Excerpt:
------------------------------

What she discovered is that the universe is made of hydrogen. She also discovered what the sun is made of and why some stars shine brighter than others. She received no Nobel Prize for astronomy, not even a plaque in her memory when she died in 1979 at the same age as the century.
She was English, educated at St Paul’s Girls School in London and at Newnham College, Cambridge, where she wasn’t allowed to collect her degree because she was a woman. Remarkably, women were not awarded degrees at Cambridge until 1948, though it had been allowed at Oxford since 1921. Fed up at the lack of openings for female scientists in Britain, she answered an advert for the Harvard College Observatory, where did all her research and was eventually made the university’s first female professor. She married a German scientist and became a US citizen.
When she wrote a dissertation for her PhD in 1925, she said the sun was made of hydrogen, but she was persuaded by the reviewer of her thesis, Professor Henry Norris Russell, not to say that, because he had written a treatise saying something else. Four years later he discovered that she had been right all along and published the results of his research. Although he paid tribute to her work, Russell himself is unfairly credited with discovering the composition of the sun.
It is perhaps a bit late, since she has been dead for over 40 years, but she surely deserves some form of public or international recognition. It would seem appropriate to name a star after her.
Favourite cop shows
AS an aficionado of TV cop shows, I switched on eagerly to last week‘s BBC programme listing what it called “the 25 most popular TV detectives.” It was very disappointing. The choice seemed so arbitrary.
Why were the following favourites of mine not even mentioned: Dalziel and Pascoe, The Inspector Alleyn and Inspector Lynley Mysteries, not to mention Silent Witness, New Tricks, Waking the Dead or Shetland? Was Jonathan Creek really superior to all of those?
For no obvious reason, the programme featured four Americans series – Magnum PI, Columbo, Murder She Wrote and Cagney & Lacey (which stopped being made 32 years ago). Even the choice of American imports was arbitrary: why no CSI, for example?
The winner, Dominic Cumberbatch’s Sherlock Holmes, struck no chords with me. I found his mannered performance rather wearying after a while. Morse, which was second, would have been a better choice. For myself, though, I would have chosen either Foyle’s War or Endeavour – well acted, well scripted and both recapture perfectly the time in which they are set.
Bowled by computer
READERS of this column were deprived last week (or spared, as my wife would put it) of an article on whether Jimmy Anderson’s record 600 wicket haul in Test cricket makes him England’s best-ever pace bowler. I had just reached my final sentence, after extensive research of bowling averages in Wisden, when the pages went blank and nobody could bring them back. My wife’s explanation is probably right: the computer said No because it was bored to death.

------------------------------

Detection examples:

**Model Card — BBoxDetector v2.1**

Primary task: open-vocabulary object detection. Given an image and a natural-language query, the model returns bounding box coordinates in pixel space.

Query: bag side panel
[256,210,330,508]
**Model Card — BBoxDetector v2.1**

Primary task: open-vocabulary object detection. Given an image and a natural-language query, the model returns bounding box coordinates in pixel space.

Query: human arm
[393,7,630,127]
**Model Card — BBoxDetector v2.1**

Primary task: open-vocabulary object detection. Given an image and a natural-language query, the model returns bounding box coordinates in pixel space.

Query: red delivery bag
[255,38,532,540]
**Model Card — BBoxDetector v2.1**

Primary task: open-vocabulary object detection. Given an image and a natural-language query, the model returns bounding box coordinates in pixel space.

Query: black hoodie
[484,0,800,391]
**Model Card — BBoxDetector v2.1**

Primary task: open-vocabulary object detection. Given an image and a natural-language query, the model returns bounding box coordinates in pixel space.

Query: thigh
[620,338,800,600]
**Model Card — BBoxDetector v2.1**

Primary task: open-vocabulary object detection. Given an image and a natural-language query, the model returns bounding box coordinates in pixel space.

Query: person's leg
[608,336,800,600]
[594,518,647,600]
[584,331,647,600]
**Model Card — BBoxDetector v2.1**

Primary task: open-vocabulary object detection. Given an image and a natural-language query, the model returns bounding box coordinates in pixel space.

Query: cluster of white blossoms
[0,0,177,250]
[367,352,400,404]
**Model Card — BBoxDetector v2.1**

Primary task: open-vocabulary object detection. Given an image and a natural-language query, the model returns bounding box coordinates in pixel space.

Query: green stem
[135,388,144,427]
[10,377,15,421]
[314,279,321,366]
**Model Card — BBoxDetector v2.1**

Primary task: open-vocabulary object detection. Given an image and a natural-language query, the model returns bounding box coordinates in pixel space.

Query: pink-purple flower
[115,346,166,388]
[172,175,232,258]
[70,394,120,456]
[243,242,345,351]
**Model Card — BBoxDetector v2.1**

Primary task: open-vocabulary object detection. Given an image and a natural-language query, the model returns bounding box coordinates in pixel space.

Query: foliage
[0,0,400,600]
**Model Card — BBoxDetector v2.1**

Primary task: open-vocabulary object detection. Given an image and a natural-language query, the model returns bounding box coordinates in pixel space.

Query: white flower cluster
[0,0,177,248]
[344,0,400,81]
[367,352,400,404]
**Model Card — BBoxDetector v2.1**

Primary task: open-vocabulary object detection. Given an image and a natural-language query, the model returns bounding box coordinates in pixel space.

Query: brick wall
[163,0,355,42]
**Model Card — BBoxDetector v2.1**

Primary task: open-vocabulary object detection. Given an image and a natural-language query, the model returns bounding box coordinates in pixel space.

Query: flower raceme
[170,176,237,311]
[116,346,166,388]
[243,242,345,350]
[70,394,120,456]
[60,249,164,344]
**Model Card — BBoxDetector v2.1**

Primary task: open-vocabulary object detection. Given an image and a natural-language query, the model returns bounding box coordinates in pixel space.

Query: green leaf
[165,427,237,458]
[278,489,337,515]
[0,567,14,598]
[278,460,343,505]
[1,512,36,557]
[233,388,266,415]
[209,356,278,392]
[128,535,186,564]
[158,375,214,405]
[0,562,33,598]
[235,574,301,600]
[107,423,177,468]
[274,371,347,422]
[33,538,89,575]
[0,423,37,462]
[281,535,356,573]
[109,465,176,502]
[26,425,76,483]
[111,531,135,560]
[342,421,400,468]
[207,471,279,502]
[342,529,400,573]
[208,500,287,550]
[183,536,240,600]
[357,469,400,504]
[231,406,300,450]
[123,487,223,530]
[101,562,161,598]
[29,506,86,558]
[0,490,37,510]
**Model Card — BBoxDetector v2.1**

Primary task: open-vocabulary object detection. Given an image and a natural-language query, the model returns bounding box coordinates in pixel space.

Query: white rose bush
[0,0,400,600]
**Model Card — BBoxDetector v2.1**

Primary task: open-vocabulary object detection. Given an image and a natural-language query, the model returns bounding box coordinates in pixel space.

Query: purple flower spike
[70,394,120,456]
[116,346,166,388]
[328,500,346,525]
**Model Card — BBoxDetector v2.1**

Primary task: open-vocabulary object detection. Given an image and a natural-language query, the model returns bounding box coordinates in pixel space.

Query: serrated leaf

------------------------------

What you will do:
a) In the column, what year did Cambridge start awarding degrees to women?
b) Transcribe the column between "When she wrote" and "of the sun.", inclusive.

Solutions below:
a) 1948

b)
When she wrote a dissertation for her PhD in 1925, she said the sun was made of hydrogen, but she was persuaded by the reviewer of her thesis, Professor Henry Norris Russell, not to say that, because he had written a treatise saying something else. Four years later he discovered that she had been right all along and published the results of his research. Although he paid tribute to her work, Russell himself is unfairly credited with discovering the composition of the sun.